TASK PROMPT:
In the data, find the word "table" and copy out every line that has it.

Start of Block

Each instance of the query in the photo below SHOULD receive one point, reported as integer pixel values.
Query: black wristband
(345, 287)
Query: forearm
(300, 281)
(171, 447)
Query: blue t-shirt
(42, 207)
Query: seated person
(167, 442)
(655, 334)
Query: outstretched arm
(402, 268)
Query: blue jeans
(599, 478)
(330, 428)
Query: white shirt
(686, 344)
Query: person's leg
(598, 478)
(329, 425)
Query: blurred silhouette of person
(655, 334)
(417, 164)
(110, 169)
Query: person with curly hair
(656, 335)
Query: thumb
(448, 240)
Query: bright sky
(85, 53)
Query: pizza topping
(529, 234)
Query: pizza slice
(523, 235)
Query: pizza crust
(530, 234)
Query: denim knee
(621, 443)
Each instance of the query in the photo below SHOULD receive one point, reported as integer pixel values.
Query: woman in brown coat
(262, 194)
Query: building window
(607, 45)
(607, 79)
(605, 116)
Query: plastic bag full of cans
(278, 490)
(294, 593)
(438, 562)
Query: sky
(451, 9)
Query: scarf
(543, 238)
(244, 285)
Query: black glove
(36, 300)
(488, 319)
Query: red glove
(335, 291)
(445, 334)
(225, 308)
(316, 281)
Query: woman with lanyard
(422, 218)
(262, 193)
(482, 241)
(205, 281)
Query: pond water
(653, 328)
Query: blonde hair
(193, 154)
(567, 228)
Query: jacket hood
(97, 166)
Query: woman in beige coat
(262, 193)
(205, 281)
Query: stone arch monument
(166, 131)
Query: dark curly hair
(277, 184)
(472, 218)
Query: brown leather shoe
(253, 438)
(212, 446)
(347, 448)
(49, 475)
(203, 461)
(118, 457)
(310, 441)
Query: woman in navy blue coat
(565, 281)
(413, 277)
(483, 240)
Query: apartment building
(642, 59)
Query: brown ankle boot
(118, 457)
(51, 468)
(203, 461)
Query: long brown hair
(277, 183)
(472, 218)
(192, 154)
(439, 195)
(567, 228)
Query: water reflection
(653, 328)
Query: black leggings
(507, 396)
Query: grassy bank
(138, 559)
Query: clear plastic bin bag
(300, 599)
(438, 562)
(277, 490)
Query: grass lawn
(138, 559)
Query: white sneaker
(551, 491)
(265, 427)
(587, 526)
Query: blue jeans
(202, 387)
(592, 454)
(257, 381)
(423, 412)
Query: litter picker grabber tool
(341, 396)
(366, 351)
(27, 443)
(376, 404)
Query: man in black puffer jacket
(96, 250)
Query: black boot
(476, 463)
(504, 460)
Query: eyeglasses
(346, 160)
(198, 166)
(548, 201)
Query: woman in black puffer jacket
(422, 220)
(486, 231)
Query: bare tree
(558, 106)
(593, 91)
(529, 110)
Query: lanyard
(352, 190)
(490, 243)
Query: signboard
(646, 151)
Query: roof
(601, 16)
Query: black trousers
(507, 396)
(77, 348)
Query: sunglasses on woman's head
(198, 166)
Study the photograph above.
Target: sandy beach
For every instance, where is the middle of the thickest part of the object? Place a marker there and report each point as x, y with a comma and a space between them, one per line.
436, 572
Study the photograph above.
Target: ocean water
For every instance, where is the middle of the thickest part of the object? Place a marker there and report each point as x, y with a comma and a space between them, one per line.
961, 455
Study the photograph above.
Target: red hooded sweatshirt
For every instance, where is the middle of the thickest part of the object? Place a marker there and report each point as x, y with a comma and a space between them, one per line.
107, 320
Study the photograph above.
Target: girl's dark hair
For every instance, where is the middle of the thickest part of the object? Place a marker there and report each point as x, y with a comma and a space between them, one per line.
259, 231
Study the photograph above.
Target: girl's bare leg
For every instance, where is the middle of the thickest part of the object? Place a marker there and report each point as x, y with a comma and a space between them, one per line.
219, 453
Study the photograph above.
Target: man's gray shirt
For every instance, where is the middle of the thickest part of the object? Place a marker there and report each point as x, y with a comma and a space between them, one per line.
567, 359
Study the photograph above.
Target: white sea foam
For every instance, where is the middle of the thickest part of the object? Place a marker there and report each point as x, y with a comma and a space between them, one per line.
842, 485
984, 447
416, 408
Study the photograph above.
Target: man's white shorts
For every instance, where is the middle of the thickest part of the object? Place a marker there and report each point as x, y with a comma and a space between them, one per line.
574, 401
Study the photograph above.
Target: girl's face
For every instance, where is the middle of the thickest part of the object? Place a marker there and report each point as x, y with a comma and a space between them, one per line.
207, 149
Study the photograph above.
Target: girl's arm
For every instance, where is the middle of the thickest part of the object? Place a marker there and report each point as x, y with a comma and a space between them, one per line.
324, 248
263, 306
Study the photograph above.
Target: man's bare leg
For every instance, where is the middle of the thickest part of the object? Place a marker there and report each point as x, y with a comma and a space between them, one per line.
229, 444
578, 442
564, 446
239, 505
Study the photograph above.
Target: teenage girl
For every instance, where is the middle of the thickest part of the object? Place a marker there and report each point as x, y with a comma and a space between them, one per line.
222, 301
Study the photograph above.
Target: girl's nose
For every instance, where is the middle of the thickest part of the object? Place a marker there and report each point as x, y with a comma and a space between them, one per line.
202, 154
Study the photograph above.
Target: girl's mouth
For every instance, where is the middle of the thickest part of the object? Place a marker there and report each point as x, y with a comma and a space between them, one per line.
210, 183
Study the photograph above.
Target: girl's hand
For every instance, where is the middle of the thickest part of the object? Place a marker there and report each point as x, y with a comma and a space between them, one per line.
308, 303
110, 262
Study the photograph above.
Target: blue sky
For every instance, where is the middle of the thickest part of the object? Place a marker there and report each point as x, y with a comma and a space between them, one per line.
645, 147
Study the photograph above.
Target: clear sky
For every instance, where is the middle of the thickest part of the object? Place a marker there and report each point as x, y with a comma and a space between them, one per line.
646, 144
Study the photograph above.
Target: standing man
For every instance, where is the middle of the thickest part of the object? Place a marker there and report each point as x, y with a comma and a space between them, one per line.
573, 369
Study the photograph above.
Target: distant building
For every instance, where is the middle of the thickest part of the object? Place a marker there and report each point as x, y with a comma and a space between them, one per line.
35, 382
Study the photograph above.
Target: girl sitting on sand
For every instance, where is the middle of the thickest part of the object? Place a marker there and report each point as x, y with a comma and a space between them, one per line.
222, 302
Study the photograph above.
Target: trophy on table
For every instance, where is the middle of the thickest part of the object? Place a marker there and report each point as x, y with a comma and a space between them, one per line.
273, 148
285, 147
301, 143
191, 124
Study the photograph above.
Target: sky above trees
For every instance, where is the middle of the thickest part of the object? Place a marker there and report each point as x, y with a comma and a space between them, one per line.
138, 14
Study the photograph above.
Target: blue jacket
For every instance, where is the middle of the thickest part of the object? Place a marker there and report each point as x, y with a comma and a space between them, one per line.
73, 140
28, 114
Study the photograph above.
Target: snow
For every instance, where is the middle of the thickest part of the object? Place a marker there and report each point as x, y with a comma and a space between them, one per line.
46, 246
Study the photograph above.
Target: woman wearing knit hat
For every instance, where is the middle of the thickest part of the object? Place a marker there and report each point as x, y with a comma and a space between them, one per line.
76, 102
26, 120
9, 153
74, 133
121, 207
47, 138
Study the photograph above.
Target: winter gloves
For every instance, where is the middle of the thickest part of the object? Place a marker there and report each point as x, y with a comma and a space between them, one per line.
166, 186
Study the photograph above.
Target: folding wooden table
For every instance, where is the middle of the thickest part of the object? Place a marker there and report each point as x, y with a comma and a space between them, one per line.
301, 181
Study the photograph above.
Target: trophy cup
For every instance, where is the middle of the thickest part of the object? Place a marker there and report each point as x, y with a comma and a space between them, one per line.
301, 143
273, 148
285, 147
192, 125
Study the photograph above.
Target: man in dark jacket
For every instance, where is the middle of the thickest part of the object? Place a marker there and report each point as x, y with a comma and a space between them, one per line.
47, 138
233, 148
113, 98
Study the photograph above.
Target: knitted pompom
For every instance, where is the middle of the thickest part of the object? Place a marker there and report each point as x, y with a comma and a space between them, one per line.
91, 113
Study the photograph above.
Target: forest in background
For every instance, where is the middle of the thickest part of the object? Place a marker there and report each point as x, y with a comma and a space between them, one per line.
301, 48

End of Block

RESPONSE:
Target: trophy on table
Target: folding wooden table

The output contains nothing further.